Richard's biomunition

Perl for ever

Dernière modif : 21 dec 1995

Richard White est citoyen américain, californien, et n'a aucun problème avec les brigades qui chassent les clandestins mexicains ou d'autres citoyens du monde en "situation irrégulière". Mais Richard est fou de tatouage, et a décidé de donner l'exemple, en imprimant sur son bras droit, côte à côte avec sa tête de mort fétiche, ce code bizarre:

#!/bin/perl -s-- -RSA-Algorithm-PERL
($k,$n)=@ARGV;$m=unpack(H.$w,$m."\0"x$w),$_=`echo "16do$w2+4Oi0$d*-^1 [d2%Sa2/d0(X+d*La1=z\U$n%0] SX$k"[$m*] \EszlXx++p|dc`,s/^.|\W//g, print pack('H*',$_)while read (STDIN,$m, ($w=2*$d-1+length($n)&~1)/2)

C'est une suggestion joviale à ses frères "clandestins", puisque logiquement, avec ce code sur le bras, l'expulsion hors du territoire américain devrait avorter. Cela devrait s'appliquer également pour les "clandestins" français. Sauf si les flics-douaniers ignorent la loi...

Cette idée, qui prend plus l'ampleur d'une boutade que d'une réelle incitation subversive, est pourtant fondée. Ce code est une commande du langage Perl, qui permet une mise en oeuvre complète et fonctionnelle de l'algorithme de chiffrement RSA, utilisé partiellement dans Pretty Good Privacy, le populaire logiciel d'encryptage de courrier électronique. Rentré sur une machine UNIX, "tu peux crypter et decrypter n'importe quel fichier," m'explique Stéphane Bortzmeyer, un administrateur système qui travaille sous Unix.

Bref, pour les non initiés, ce mini-programme (dont certaines variantes existent aussi pour marcher sous DOS) est un "moyen de cryptologie". En France, cela rentre sous le coup de la loi 90-1170, votée en 1990 et appliquée depuis début 1993. Selon ces textes, tous moyens de cryptologie, notamment ceux destinés à garantir le secret d'une information, est soumis à "autorisation". C'est un peu comme un permis de port d'arme -- et ce permis est très rarament délivré après enquête du SCSSI (Service central de la sécurité des systèmes d'information), organe très secret qui dépend, par délégation, du Premier ministre (lire "Le SCSSI, grand serrurier de la République")

Matériel -
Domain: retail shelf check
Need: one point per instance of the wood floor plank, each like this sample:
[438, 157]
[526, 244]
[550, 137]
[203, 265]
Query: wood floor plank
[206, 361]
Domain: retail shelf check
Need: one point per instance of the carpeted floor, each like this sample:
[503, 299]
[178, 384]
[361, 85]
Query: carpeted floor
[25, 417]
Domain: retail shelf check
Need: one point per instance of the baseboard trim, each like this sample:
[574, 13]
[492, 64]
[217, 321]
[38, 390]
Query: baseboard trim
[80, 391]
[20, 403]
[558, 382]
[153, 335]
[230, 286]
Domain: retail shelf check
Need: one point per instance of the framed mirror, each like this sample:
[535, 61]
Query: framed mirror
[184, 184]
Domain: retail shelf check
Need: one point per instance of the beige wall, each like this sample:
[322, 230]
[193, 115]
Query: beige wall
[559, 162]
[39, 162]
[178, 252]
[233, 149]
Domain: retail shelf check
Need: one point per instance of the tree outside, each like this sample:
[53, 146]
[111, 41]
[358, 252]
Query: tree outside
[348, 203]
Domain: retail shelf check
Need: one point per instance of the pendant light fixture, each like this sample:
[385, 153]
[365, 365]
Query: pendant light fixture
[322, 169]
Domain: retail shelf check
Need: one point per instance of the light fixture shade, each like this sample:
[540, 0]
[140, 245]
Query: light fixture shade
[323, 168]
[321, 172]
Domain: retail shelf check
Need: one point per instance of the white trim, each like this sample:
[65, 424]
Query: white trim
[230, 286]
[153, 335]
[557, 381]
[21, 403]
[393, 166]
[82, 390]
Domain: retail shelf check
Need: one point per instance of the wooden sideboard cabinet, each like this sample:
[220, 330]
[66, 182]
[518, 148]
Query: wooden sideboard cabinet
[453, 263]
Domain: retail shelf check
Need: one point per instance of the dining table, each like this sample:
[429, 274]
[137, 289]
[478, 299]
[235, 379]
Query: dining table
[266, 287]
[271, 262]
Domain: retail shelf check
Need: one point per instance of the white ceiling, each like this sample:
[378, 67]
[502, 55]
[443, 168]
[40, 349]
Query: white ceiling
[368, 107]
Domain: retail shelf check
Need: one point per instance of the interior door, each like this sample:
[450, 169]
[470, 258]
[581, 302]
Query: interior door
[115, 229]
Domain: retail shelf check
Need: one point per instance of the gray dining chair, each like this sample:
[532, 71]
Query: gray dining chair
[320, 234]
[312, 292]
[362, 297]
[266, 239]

Série d'exercices -
**a)** Relevez tous les langages, logiciels et systèmes d'exploitation informatiques que l'article sur le tatouage de Richard White nomme dans ses phrases, en dehors du code.
**b)** Poursuivez l'article sur le tatouage de Richard White à la suite de son dernier paragraphe.

Résultats -
**a)**
Perl
Pretty Good Privacy
UNIX
DOS

**b)**
Pour revenir à notre tatouage, le SCSSI devrait (si l'on prend la loi à la lettre) se prononcer sur l'expulsion. Car la loi concerne 1) l'usage, 2) la fourniture et 3) l'exportation de moyens de cryptologie. Expulser un clandestin tatoué peut s'apparenter à une exportation illégale... Certes, ça a peu de chances de décourager le Ministre français de l'Intérieur, qui veut accélérer la cadence des charters d'expulsion. En fait, seul ce code sur une disquette informatique peut-être vraiment considéré comme un danger.

William Knowles va peut-être changer la chose : ce photocompositeur américain (sa boite se nomme "Graphically Explicit") a dans l'idée de fabriquer des tatouages temporaires, ces motifs lavables qui ressemblent à un vrai tatouage, sans en avoir les inconcénients. Le motif sera encore plus subversif que celui de White, puisqu'il prévoit d'y imprimer le code-barre qui permettrait, avec un stylo optique, de lire automatiquement le programme perl pour le rentrer dans une machine. S'il est lavable, cela n'aura bien sûr plus aucun risque d'inquiéter les douaniers. Mais le fun est garantie...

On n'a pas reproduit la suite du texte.